• **Problem to solve**
Please return, word for word, the line containing "Query: purple garment" and each line after it through the end of the data below, and nothing else.

<<<<

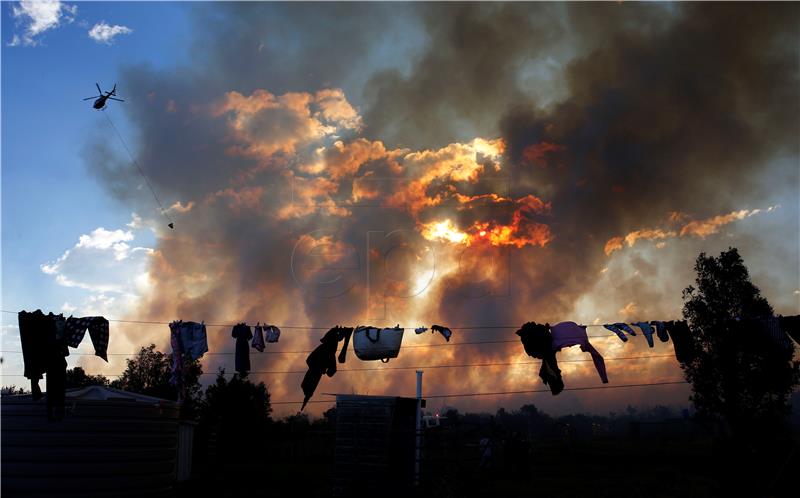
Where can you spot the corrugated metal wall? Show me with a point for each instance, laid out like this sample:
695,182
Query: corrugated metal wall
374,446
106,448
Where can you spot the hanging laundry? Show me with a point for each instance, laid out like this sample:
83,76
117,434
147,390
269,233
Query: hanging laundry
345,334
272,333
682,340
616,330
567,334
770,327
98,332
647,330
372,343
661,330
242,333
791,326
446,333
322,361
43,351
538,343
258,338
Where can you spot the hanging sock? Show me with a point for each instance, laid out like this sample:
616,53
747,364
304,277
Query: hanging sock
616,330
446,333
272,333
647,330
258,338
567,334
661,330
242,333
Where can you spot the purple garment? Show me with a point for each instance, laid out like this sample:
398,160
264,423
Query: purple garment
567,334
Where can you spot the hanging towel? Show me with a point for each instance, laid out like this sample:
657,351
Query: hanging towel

>>>>

• **Answer to this task**
Query: purple garment
567,334
Where can you spot the hanging towel? Show me with a point for each instance, laid out like this sample:
657,351
Query: hanging towel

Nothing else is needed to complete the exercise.